* [PROBLEM TO WORK ON]
Transcribe in full, without any changes, the text below on zero-shot predictions with the DeViSE model.

* [EXTRACTED TEXT]
--------------------

Zero-shot predictions based on the DeViSE - Deep Visual-Semantic Embedding Model by Fromme et al. (2013)
Try the model on AWS or read my blog post!
DeViSE maps images into a rich semantic embedding space to combine the image recognition task with semantic information about the similarity of words/categories learned from language models. The method can make predictions about thousands of image labels not observed during training (zero-shot predictions).
The training notebook is based on fast.ai (part 2, lesson 11) but uses a custom PyTorch model. The model is deployed to AWS using Flask, Swagger UI, and Docker.
Create a conda environment to run the notebook and train the model or to run the app using the flask development server.
Install anaconda, clone the repository, navigate to the folder, and then run:
conda install nb_conda_kernels
conda env create -f env.yml
ipython kernel install --user --name=DeViSE_env
source activate DeViSE_env
Then install fastText:
git clone https://github.com/facebookresearch/fastText.git
cd fastText
pip install .

--------------------

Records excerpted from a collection

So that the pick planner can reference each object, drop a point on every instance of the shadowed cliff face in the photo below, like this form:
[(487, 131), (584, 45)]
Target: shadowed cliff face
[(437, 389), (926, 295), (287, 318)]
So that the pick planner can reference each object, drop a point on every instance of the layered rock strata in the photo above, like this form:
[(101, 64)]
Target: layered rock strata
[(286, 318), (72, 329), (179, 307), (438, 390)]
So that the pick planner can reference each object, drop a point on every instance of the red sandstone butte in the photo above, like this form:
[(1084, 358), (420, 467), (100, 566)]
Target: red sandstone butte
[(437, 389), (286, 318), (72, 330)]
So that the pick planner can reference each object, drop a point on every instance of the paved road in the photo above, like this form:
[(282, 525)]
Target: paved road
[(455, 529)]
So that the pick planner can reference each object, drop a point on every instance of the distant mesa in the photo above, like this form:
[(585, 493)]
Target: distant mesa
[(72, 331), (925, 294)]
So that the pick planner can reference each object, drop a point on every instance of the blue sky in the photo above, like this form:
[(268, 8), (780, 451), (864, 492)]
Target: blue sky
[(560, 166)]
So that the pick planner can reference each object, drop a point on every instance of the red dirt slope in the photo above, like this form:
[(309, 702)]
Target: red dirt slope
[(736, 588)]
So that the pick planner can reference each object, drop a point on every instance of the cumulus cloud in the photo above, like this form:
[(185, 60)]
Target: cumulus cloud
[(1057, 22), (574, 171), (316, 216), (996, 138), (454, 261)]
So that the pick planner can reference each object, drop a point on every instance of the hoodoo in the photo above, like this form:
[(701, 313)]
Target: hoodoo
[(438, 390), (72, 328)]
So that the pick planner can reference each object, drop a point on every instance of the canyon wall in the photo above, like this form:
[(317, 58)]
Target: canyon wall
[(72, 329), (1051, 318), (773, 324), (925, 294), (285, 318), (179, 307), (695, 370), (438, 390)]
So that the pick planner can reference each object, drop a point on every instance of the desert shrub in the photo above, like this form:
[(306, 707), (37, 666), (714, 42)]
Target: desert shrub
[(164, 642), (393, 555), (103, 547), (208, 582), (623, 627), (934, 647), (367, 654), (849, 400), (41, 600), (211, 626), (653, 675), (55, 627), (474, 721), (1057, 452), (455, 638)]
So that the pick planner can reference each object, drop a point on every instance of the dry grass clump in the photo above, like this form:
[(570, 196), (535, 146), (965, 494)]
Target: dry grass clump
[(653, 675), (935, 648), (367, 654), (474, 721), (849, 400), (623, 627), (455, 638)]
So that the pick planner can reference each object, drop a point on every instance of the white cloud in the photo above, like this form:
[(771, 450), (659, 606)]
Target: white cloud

--------------------

* [RESULT]
Zero-shot predictions based on the DeViSE - Deep Visual-Semantic Embedding Model by Fromme et al. (2013)
Try the model on AWS or read my blog post!
DeViSE maps images into a rich semantic embedding space to combine the image recognition task with semantic information about the similarity of words/categories learned from language models. The method can make predictions about thousands of image labels not observed during training (zero-shot predictions).
The training notebook is based on fast.ai (part 2, lesson 11) but uses a custom PyTorch model. The model is deployed to AWS using Flask, Swagger UI, and Docker.
Create a conda environment to run the notebook and train the model or to run the app using the flask development server.
Install anaconda, clone the repository, navigate to the folder, and then run:
conda install nb_conda_kernels
conda env create -f env.yml
ipython kernel install --user --name=DeViSE_env
source activate DeViSE_env
Then install fastText:
git clone https://github.com/facebookresearch/fastText.git
cd fastText
pip install .